■ Text provided:

——————————

14.4                        Waiver. This Article 14 is in lieu of, and Tenant hereby expressly waives any rights it may have under, any statute governing the condemnation of the Premises, including §1932 and §1933 of the California CIVIL CODE and §1265.130 of the California CODE OF CIVIL PROCEDURE.

 

15.                               ASSIGNMENT AND SUBLETTING.

 

15.1                        Landlord’s Consent Required. Tenant shall not voluntarily or by operation of law assign, transfer, mortgage, sublet, or otherwise transfer or encumber all or any part of Tenant’s interest in the Lease or in the Premises, without Landlord’s prior written consent, which shall not be unreasonably withheld. Any attempted assignment, transfer, mortgage, encumbrance or sublease without such consent shall be void, and shall constitute a breach of this Lease without the need for notice to Tenant. The sale or transfer of more than twenty-five percent (25%) of the ownership of Tenant (unless Tenant is a publicly traded corporation) shall be deemed an assignment for purposes of this provision.

 

15.2                        Procedure. In the event Tenant wishes to sublet or assign the Premises, or any portion thereof, Tenant shall submit in writing to Landlord (i) the name of the proposed sublessee or assignee, (ii) a statement describing the nature of the business to be carried on in the Premises, (iii) a copy of the proposed sublease or assignment, including all terms and conditions thereof, (iv) Landlord’s lease application form, completed by the proposed assignee or sublessee, (v) financial statements for the proposed assignee or sublessee, which shall include, at a minimum, prior year and year to date (current to within six months) balance sheets, income and expense statements and sources and uses of cash statements, and (vi) such other financial information regarding such sublessee or assignee as Landlord shall reasonably request. Tenant shall also submit an application fee of Five Hundred Dollars ($500.00) toward handling administrative costs in reviewing and processing the requested transfer.

——————————

■ Exercise:
Copy out the lease text on condemnation waiver and assignment word for word, in full. The rows are separate material, unrelated to the lease text.

■ Data:
——————————

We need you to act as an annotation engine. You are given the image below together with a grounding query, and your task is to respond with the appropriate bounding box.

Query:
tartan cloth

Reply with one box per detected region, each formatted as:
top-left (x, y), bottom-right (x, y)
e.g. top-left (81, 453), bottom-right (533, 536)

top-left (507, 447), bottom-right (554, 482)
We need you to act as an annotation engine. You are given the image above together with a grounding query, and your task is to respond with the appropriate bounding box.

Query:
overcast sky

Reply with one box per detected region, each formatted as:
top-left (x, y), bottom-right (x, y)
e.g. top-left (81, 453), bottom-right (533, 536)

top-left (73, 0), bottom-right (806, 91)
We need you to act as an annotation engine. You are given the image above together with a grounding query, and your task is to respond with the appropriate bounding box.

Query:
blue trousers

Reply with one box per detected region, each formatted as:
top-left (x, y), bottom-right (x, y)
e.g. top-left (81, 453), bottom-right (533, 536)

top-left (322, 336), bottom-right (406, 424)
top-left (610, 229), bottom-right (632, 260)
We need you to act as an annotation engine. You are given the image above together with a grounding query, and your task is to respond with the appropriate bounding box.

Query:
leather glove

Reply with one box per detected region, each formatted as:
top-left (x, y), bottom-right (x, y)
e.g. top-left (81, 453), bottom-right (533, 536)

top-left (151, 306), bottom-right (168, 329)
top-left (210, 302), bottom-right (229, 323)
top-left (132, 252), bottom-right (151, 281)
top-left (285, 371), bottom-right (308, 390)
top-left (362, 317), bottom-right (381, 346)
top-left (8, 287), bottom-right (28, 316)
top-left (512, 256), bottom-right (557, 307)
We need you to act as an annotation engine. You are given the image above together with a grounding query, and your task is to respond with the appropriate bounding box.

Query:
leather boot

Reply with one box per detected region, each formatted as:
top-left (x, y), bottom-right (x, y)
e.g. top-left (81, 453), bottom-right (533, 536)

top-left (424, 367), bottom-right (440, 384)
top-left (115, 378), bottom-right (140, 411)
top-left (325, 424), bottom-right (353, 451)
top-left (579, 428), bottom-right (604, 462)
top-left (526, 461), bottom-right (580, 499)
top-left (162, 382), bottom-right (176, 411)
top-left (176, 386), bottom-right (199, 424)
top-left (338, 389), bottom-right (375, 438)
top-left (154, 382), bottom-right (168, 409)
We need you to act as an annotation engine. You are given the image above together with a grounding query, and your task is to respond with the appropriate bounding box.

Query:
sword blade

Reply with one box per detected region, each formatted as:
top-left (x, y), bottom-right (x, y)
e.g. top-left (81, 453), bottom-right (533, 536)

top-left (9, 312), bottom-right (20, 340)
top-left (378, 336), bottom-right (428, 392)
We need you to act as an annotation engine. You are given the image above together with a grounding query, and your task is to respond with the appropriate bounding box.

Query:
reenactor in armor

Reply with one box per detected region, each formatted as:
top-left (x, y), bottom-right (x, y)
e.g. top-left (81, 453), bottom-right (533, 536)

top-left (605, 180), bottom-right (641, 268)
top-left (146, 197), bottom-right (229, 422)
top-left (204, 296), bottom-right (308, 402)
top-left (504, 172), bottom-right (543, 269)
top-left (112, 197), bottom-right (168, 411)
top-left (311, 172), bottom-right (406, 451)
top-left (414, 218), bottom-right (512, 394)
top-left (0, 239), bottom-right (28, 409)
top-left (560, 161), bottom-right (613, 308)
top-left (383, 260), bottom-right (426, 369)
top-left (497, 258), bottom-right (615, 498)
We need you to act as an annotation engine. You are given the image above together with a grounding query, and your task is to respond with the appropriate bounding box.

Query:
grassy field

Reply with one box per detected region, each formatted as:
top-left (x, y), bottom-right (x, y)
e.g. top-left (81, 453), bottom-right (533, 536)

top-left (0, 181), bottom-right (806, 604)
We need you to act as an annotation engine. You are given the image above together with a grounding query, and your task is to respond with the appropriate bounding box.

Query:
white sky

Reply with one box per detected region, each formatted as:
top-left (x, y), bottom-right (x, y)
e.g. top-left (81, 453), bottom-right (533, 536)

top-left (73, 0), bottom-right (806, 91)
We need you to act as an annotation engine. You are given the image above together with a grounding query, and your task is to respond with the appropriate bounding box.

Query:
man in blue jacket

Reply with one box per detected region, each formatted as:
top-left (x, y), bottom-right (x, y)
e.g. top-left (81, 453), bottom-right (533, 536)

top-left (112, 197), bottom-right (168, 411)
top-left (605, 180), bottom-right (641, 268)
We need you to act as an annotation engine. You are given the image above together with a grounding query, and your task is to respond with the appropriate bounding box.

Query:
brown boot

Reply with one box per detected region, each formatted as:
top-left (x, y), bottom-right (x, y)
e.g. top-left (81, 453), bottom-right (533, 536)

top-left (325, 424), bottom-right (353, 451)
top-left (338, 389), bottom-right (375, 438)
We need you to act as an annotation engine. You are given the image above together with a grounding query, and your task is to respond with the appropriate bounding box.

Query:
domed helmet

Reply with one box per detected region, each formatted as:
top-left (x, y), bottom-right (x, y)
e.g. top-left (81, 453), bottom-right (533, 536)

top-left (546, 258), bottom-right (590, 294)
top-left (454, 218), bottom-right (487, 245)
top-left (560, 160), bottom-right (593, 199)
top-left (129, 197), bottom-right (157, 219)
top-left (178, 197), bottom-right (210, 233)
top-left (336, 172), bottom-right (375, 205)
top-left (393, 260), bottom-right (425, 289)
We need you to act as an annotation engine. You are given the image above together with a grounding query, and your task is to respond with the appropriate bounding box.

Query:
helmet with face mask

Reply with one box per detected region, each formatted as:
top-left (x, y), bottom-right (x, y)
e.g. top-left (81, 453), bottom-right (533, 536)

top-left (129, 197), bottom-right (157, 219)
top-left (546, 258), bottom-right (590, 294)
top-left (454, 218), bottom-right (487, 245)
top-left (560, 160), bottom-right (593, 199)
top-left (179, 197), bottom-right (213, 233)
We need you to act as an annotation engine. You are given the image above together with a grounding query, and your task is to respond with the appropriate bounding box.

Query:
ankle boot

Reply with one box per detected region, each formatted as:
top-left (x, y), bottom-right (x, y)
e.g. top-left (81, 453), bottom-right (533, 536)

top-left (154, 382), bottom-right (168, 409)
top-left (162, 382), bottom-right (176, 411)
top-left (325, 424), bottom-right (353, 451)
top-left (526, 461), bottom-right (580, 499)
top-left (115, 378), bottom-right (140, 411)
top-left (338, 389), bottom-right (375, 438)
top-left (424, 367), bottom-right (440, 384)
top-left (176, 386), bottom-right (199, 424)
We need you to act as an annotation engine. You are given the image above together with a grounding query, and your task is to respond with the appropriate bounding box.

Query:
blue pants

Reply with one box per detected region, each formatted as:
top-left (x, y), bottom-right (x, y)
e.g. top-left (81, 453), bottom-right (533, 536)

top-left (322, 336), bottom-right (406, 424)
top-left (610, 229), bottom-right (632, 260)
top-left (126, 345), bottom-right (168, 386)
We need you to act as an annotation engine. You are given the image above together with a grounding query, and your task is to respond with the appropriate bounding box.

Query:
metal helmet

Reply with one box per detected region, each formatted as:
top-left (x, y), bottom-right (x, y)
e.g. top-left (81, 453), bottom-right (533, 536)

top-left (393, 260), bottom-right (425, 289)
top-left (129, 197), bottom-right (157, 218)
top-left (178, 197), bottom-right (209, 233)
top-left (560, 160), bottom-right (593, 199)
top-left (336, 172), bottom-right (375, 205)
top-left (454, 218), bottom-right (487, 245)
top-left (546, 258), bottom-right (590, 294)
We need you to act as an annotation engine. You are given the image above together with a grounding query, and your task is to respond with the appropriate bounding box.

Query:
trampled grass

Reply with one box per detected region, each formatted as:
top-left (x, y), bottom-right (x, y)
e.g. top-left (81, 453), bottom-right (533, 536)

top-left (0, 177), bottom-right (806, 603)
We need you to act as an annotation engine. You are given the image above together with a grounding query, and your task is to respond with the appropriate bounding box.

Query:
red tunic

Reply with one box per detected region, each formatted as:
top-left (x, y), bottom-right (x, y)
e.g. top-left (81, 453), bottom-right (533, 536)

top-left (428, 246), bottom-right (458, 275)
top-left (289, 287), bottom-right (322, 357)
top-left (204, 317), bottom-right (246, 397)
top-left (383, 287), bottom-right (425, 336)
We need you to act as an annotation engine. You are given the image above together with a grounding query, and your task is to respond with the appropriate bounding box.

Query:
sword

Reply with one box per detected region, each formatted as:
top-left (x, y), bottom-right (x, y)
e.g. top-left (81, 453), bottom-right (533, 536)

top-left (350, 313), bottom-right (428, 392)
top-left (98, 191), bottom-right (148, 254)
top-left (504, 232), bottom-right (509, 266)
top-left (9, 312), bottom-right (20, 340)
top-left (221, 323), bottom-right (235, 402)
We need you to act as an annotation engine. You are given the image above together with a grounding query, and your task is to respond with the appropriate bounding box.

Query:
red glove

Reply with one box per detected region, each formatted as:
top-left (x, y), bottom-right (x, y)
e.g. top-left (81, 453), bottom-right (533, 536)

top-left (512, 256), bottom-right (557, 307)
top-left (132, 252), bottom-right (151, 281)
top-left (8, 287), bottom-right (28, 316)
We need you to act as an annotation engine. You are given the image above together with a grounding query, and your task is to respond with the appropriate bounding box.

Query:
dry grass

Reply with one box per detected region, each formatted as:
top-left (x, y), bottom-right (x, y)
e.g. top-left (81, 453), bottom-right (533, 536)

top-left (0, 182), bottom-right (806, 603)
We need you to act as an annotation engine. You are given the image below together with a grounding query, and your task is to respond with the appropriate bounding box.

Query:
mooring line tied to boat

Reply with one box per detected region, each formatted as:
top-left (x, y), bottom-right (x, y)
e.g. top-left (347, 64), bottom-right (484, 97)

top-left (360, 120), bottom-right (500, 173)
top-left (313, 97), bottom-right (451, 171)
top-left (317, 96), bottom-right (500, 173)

——————————

■ Answer to the exercise:
14.4                        Waiver. This Article 14 is in lieu of, and Tenant hereby expressly waives any rights it may have under, any statute governing the condemnation of the Premises, including §1932 and §1933 of the California CIVIL CODE and §1265.130 of the California CODE OF CIVIL PROCEDURE.

 

15.                               ASSIGNMENT AND SUBLETTING.

 

15.1                        Landlord’s Consent Required. Tenant shall not voluntarily or by operation of law assign, transfer, mortgage, sublet, or otherwise transfer or encumber all or any part of Tenant’s interest in the Lease or in the Premises, without Landlord’s prior written consent, which shall not be unreasonably withheld. Any attempted assignment, transfer, mortgage, encumbrance or sublease without such consent shall be void, and shall constitute a breach of this Lease without the need for notice to Tenant. The sale or transfer of more than twenty-five percent (25%) of the ownership of Tenant (unless Tenant is a publicly traded corporation) shall be deemed an assignment for purposes of this provision.

 

15.2                        Procedure. In the event Tenant wishes to sublet or assign the Premises, or any portion thereof, Tenant shall submit in writing to Landlord (i) the name of the proposed sublessee or assignee, (ii) a statement describing the nature of the business to be carried on in the Premises, (iii) a copy of the proposed sublease or assignment, including all terms and conditions thereof, (iv) Landlord’s lease application form, completed by the proposed assignee or sublessee, (v) financial statements for the proposed assignee or sublessee, which shall include, at a minimum, prior year and year to date (current to within six months) balance sheets, income and expense statements and sources and uses of cash statements, and (vi) such other financial information regarding such sublessee or assignee as Landlord shall reasonably request. Tenant shall also submit an application fee of Five Hundred Dollars ($500.00) toward handling administrative costs in reviewing and processing the requested transfer.